**Given task**
Collect each line from the rows below that contains the word "yellow", and copy those lines out unchanged.

**Extracted material**

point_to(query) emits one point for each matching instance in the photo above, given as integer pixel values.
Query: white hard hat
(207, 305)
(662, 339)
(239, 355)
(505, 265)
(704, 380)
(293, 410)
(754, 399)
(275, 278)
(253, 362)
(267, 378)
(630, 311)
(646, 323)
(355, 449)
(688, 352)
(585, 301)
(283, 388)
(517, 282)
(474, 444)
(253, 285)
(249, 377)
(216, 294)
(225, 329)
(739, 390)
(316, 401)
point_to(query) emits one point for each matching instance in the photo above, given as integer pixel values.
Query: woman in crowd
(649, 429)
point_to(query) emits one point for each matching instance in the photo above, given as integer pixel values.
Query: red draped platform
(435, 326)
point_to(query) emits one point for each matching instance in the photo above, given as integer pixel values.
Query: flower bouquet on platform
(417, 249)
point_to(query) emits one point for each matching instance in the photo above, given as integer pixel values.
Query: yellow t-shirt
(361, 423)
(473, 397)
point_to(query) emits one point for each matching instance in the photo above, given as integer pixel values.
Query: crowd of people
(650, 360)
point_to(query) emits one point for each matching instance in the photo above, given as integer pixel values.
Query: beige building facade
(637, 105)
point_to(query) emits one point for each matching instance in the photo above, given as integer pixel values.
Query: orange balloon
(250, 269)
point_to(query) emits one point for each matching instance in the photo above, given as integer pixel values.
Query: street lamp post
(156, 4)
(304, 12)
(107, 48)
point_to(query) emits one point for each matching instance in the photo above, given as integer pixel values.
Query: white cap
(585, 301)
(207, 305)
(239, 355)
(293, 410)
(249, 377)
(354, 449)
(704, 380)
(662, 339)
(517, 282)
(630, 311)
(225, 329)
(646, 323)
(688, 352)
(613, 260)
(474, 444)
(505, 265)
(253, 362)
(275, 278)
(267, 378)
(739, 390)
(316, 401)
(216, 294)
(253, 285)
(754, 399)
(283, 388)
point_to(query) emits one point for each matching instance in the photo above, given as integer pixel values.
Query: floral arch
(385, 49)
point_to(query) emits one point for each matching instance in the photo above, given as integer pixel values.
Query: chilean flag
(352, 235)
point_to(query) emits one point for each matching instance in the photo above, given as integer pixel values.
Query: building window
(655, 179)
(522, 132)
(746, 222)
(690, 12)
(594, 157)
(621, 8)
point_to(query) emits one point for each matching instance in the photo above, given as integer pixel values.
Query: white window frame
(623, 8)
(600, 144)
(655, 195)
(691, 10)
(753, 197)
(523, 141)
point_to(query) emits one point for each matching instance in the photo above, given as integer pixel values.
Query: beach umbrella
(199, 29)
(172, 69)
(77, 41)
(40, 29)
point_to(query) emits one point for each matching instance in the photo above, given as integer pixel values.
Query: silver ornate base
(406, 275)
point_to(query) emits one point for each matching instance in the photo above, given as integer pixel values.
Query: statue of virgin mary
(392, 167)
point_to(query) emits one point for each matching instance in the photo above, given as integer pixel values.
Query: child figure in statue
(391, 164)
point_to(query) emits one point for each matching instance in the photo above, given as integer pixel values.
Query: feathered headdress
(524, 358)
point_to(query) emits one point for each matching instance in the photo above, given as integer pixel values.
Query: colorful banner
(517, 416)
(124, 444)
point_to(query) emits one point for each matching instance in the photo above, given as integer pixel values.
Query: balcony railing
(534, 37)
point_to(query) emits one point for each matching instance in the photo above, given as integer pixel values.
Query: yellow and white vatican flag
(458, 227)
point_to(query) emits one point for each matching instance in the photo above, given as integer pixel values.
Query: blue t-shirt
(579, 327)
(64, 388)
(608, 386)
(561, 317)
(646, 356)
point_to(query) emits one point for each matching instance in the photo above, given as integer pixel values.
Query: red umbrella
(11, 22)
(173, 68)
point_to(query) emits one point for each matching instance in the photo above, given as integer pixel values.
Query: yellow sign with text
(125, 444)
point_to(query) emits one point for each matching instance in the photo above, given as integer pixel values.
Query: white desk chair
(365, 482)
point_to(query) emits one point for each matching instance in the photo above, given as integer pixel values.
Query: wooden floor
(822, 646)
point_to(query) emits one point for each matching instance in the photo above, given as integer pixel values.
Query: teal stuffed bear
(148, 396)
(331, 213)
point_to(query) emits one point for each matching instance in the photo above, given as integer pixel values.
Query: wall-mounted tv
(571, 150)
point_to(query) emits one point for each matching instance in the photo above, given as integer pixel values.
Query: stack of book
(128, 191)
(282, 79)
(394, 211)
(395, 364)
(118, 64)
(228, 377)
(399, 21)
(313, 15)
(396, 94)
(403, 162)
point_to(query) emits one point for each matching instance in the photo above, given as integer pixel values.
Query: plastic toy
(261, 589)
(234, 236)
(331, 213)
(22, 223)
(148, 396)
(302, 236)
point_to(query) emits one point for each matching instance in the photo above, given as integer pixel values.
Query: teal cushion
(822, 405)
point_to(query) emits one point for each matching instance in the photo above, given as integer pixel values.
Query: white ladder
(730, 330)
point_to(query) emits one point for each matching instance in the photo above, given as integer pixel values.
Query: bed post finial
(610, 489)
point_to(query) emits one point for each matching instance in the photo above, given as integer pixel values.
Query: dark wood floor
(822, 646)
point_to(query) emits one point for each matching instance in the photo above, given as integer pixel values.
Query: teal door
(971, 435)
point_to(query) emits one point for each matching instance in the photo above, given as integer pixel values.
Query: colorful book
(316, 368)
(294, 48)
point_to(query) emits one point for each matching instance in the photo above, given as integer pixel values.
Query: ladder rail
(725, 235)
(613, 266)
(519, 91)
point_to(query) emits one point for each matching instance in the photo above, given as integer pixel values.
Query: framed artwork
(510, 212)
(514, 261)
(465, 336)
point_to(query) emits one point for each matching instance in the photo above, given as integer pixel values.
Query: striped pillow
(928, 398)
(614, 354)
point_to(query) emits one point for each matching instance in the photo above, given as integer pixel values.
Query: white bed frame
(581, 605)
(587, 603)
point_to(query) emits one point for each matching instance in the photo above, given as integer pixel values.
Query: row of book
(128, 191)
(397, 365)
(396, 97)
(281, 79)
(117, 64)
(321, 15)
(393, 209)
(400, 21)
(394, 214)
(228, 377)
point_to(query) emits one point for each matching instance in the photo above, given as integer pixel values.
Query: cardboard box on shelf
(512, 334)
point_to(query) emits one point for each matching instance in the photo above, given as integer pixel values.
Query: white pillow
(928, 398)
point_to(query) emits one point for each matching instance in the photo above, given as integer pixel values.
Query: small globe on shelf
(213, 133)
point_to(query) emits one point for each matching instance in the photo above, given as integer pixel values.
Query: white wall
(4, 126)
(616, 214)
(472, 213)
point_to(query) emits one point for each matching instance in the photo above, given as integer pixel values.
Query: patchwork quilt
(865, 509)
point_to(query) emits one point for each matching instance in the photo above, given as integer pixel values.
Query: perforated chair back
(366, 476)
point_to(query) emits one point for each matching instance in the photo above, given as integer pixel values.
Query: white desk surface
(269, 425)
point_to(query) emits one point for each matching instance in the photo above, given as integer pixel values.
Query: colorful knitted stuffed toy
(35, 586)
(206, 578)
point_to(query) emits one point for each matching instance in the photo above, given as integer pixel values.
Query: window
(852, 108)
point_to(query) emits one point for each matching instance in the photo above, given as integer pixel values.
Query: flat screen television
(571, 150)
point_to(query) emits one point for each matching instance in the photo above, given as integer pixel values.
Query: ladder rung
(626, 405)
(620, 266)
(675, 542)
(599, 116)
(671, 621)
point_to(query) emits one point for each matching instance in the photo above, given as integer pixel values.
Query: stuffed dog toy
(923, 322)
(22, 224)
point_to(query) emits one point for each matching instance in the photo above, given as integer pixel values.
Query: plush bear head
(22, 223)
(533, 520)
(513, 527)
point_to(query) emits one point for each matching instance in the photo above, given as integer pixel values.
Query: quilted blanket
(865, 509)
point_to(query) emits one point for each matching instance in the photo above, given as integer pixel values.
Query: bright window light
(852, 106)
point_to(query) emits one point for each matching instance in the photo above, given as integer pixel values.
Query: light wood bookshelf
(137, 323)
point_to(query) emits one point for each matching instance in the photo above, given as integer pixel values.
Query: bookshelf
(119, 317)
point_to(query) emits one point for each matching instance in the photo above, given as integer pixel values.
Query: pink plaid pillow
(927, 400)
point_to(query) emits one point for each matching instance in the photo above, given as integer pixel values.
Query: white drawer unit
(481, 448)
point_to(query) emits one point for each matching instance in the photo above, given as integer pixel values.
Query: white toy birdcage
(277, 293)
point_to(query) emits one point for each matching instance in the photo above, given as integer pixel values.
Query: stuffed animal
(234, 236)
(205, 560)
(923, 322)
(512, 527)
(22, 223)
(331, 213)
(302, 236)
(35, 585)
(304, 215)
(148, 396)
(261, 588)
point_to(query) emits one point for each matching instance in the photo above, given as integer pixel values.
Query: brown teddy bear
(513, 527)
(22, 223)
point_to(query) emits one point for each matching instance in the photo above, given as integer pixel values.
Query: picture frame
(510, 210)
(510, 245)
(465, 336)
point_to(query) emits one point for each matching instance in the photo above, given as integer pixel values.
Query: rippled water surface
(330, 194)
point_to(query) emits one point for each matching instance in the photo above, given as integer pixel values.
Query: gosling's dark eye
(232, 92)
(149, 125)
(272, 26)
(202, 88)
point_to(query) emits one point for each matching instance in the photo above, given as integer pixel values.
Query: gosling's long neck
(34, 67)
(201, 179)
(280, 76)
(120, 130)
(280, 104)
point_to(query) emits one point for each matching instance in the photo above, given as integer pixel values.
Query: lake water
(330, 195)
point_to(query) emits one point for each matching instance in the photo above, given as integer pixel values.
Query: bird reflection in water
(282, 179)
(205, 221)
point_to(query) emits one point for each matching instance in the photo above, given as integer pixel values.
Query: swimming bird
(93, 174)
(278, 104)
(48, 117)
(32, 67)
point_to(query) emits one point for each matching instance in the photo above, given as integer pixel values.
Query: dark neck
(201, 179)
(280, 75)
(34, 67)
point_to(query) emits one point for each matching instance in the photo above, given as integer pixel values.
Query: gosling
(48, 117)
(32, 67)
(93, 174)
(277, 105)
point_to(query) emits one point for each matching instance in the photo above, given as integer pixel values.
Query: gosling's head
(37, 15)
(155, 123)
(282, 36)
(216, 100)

**Output for this exercise**
Query: yellow t-shirt
Query: yellow and white vatican flag
Query: yellow sign with text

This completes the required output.